* **Exercise goal**
Please reproduce the data below exactly, from the first line to the last.

* **Task data**
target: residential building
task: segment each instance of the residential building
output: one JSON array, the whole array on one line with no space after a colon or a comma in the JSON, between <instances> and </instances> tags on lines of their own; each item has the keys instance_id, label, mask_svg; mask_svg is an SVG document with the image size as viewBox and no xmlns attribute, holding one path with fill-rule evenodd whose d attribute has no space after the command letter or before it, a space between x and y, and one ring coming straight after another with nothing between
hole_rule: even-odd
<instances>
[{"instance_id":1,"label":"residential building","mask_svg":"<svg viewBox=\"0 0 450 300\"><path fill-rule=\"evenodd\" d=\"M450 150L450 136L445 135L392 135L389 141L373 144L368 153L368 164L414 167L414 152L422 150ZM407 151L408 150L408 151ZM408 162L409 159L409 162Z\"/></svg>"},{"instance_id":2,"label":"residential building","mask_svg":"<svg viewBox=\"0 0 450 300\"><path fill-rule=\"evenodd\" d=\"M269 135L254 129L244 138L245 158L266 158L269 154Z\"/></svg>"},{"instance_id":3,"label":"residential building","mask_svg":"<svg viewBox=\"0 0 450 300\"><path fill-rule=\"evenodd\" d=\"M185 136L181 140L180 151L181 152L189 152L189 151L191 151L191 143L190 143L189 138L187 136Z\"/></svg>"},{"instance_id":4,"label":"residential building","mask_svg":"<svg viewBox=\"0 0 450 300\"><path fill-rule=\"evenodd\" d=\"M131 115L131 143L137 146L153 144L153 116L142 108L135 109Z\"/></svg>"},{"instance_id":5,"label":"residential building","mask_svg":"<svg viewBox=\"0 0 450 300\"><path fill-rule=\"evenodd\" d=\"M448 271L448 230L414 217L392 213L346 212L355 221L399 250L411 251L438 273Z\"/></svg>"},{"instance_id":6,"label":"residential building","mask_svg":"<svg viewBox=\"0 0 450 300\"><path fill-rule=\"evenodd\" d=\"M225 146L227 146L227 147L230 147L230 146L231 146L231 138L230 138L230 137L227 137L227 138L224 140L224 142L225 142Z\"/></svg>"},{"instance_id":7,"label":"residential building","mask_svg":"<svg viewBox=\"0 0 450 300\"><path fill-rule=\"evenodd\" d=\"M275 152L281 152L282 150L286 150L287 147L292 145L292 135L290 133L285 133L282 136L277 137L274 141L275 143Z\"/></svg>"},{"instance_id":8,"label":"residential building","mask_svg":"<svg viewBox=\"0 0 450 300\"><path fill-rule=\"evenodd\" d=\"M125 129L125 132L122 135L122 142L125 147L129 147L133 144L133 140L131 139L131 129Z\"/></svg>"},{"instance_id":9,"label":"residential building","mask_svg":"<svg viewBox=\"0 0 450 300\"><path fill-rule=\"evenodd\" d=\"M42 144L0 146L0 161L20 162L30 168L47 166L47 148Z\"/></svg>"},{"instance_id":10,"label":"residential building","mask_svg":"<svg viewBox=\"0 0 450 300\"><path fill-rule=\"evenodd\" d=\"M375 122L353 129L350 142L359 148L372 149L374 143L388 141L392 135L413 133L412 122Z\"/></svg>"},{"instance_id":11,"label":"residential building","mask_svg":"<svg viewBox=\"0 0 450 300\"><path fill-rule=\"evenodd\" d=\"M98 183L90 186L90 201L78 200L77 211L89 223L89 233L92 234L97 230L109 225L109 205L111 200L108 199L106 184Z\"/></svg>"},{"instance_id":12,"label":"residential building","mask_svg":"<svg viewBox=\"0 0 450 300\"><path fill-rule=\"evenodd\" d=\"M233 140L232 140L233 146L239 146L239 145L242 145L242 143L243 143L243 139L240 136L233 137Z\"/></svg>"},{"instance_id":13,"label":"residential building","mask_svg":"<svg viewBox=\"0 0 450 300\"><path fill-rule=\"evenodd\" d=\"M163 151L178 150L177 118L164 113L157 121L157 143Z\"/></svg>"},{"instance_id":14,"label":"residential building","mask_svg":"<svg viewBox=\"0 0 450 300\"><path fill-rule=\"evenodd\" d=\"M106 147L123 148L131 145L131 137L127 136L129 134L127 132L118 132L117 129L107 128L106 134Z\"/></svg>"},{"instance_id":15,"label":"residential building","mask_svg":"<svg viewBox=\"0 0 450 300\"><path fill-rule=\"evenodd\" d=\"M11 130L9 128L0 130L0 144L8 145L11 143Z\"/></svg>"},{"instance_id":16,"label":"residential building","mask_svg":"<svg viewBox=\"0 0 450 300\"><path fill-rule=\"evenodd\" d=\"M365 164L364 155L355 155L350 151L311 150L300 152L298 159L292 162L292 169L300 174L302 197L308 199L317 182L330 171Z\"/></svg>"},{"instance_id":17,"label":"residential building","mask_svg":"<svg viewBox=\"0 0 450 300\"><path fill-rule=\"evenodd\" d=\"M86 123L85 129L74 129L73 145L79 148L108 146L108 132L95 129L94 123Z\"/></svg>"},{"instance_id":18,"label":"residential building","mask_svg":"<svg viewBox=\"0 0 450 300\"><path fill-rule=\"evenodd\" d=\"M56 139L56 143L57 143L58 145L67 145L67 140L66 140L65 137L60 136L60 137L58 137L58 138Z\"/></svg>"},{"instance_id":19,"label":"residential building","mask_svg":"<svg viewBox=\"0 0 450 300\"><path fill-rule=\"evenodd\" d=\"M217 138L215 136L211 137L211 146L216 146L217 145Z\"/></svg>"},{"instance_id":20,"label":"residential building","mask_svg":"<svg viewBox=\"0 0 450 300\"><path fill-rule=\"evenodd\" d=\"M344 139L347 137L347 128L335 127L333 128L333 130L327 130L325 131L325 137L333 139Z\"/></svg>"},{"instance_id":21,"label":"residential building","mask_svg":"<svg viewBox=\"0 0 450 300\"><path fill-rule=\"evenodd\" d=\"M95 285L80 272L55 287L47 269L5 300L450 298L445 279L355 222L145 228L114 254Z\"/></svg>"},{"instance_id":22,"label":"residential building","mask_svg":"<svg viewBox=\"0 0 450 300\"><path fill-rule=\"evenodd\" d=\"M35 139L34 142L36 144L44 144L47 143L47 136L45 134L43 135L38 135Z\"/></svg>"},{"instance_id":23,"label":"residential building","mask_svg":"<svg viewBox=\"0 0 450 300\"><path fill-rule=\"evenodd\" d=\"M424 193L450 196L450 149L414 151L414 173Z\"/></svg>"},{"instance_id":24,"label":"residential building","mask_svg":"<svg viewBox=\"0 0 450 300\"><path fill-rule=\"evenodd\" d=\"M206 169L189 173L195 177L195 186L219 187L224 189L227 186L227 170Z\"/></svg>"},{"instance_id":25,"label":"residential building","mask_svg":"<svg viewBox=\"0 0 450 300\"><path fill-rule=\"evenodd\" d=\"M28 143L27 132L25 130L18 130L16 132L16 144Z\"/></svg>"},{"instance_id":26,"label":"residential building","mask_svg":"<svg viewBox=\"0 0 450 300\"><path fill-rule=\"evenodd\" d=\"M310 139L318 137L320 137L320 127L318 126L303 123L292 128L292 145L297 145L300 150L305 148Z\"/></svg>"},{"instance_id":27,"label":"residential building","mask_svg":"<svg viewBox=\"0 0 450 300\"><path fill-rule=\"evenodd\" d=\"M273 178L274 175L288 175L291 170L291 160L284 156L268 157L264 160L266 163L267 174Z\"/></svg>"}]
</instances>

* **Exercise output**
target: residential building
task: segment each instance of the residential building
output: one JSON array, the whole array on one line with no space after a colon or a comma in the JSON, between <instances> and </instances> tags on lines of their own; each item has the keys instance_id, label, mask_svg; mask_svg is an SVG document with the image size as viewBox and no xmlns attribute, holding one path with fill-rule evenodd whose d attribute has no space after the command letter or before it, a space between x and y, and one ring coming straight after another with nothing between
hole_rule: even-odd
<instances>
[{"instance_id":1,"label":"residential building","mask_svg":"<svg viewBox=\"0 0 450 300\"><path fill-rule=\"evenodd\" d=\"M450 150L450 136L445 135L392 135L389 141L373 144L368 153L368 164L414 167L414 152L422 150ZM407 151L408 150L408 151ZM408 162L409 159L409 162Z\"/></svg>"},{"instance_id":2,"label":"residential building","mask_svg":"<svg viewBox=\"0 0 450 300\"><path fill-rule=\"evenodd\" d=\"M269 135L254 129L244 138L245 158L266 158L269 154Z\"/></svg>"},{"instance_id":3,"label":"residential building","mask_svg":"<svg viewBox=\"0 0 450 300\"><path fill-rule=\"evenodd\" d=\"M185 136L181 140L180 151L181 152L189 152L189 151L191 151L191 143L190 143L189 138L187 136Z\"/></svg>"},{"instance_id":4,"label":"residential building","mask_svg":"<svg viewBox=\"0 0 450 300\"><path fill-rule=\"evenodd\" d=\"M131 115L131 143L137 146L153 144L153 116L142 108L135 109Z\"/></svg>"},{"instance_id":5,"label":"residential building","mask_svg":"<svg viewBox=\"0 0 450 300\"><path fill-rule=\"evenodd\" d=\"M448 271L448 230L414 217L392 213L346 212L355 221L399 250L411 251L438 273Z\"/></svg>"},{"instance_id":6,"label":"residential building","mask_svg":"<svg viewBox=\"0 0 450 300\"><path fill-rule=\"evenodd\" d=\"M225 146L227 146L227 147L230 147L230 146L231 146L231 138L230 138L230 137L227 137L227 138L224 140L224 142L225 142Z\"/></svg>"},{"instance_id":7,"label":"residential building","mask_svg":"<svg viewBox=\"0 0 450 300\"><path fill-rule=\"evenodd\" d=\"M275 152L281 152L282 150L286 150L287 147L292 145L292 135L290 133L285 133L282 136L277 137L274 141L275 143Z\"/></svg>"},{"instance_id":8,"label":"residential building","mask_svg":"<svg viewBox=\"0 0 450 300\"><path fill-rule=\"evenodd\" d=\"M125 129L125 132L122 135L122 142L125 147L129 147L133 144L133 140L131 139L131 129Z\"/></svg>"},{"instance_id":9,"label":"residential building","mask_svg":"<svg viewBox=\"0 0 450 300\"><path fill-rule=\"evenodd\" d=\"M42 144L0 146L0 161L20 162L30 168L47 166L47 148Z\"/></svg>"},{"instance_id":10,"label":"residential building","mask_svg":"<svg viewBox=\"0 0 450 300\"><path fill-rule=\"evenodd\" d=\"M375 122L353 129L350 142L359 148L372 149L374 143L388 141L392 135L413 133L412 122Z\"/></svg>"},{"instance_id":11,"label":"residential building","mask_svg":"<svg viewBox=\"0 0 450 300\"><path fill-rule=\"evenodd\" d=\"M98 183L90 186L90 201L78 200L77 211L89 223L89 233L92 234L97 230L109 225L109 205L111 200L108 199L106 184Z\"/></svg>"},{"instance_id":12,"label":"residential building","mask_svg":"<svg viewBox=\"0 0 450 300\"><path fill-rule=\"evenodd\" d=\"M233 140L232 140L233 146L239 146L239 145L242 145L242 143L243 143L243 139L240 136L233 137Z\"/></svg>"},{"instance_id":13,"label":"residential building","mask_svg":"<svg viewBox=\"0 0 450 300\"><path fill-rule=\"evenodd\" d=\"M163 151L178 150L177 118L164 113L157 121L157 143Z\"/></svg>"},{"instance_id":14,"label":"residential building","mask_svg":"<svg viewBox=\"0 0 450 300\"><path fill-rule=\"evenodd\" d=\"M106 147L123 148L131 145L131 137L127 136L129 134L127 132L118 132L117 129L107 128L106 134Z\"/></svg>"},{"instance_id":15,"label":"residential building","mask_svg":"<svg viewBox=\"0 0 450 300\"><path fill-rule=\"evenodd\" d=\"M11 130L9 128L0 130L0 144L8 145L11 143Z\"/></svg>"},{"instance_id":16,"label":"residential building","mask_svg":"<svg viewBox=\"0 0 450 300\"><path fill-rule=\"evenodd\" d=\"M365 164L364 155L355 155L350 151L311 150L300 152L298 159L292 162L292 169L300 174L302 197L308 199L317 182L330 171Z\"/></svg>"},{"instance_id":17,"label":"residential building","mask_svg":"<svg viewBox=\"0 0 450 300\"><path fill-rule=\"evenodd\" d=\"M86 123L85 129L74 129L73 145L79 148L108 146L108 132L95 129L94 123Z\"/></svg>"},{"instance_id":18,"label":"residential building","mask_svg":"<svg viewBox=\"0 0 450 300\"><path fill-rule=\"evenodd\" d=\"M56 139L56 143L57 143L58 145L67 145L67 140L66 140L65 137L60 136L60 137L58 137L58 138Z\"/></svg>"},{"instance_id":19,"label":"residential building","mask_svg":"<svg viewBox=\"0 0 450 300\"><path fill-rule=\"evenodd\" d=\"M217 138L215 136L211 137L211 146L216 146L217 145Z\"/></svg>"},{"instance_id":20,"label":"residential building","mask_svg":"<svg viewBox=\"0 0 450 300\"><path fill-rule=\"evenodd\" d=\"M344 139L347 137L347 128L335 127L333 128L333 130L327 130L325 131L325 137L333 139Z\"/></svg>"},{"instance_id":21,"label":"residential building","mask_svg":"<svg viewBox=\"0 0 450 300\"><path fill-rule=\"evenodd\" d=\"M95 285L80 272L55 287L47 269L5 300L450 298L445 279L355 222L145 228L114 254Z\"/></svg>"},{"instance_id":22,"label":"residential building","mask_svg":"<svg viewBox=\"0 0 450 300\"><path fill-rule=\"evenodd\" d=\"M35 139L34 142L36 144L44 144L47 143L47 136L45 134L43 135L38 135Z\"/></svg>"},{"instance_id":23,"label":"residential building","mask_svg":"<svg viewBox=\"0 0 450 300\"><path fill-rule=\"evenodd\" d=\"M424 193L450 196L450 149L414 151L414 173Z\"/></svg>"},{"instance_id":24,"label":"residential building","mask_svg":"<svg viewBox=\"0 0 450 300\"><path fill-rule=\"evenodd\" d=\"M206 169L189 173L195 177L195 186L219 187L224 189L227 186L227 170Z\"/></svg>"},{"instance_id":25,"label":"residential building","mask_svg":"<svg viewBox=\"0 0 450 300\"><path fill-rule=\"evenodd\" d=\"M28 143L27 132L25 130L18 130L16 132L16 144Z\"/></svg>"},{"instance_id":26,"label":"residential building","mask_svg":"<svg viewBox=\"0 0 450 300\"><path fill-rule=\"evenodd\" d=\"M310 139L318 137L320 137L320 127L318 126L303 123L292 128L292 145L297 145L300 150L305 148Z\"/></svg>"},{"instance_id":27,"label":"residential building","mask_svg":"<svg viewBox=\"0 0 450 300\"><path fill-rule=\"evenodd\" d=\"M273 178L274 175L288 175L291 170L291 160L284 156L268 157L264 160L266 163L267 174Z\"/></svg>"}]
</instances>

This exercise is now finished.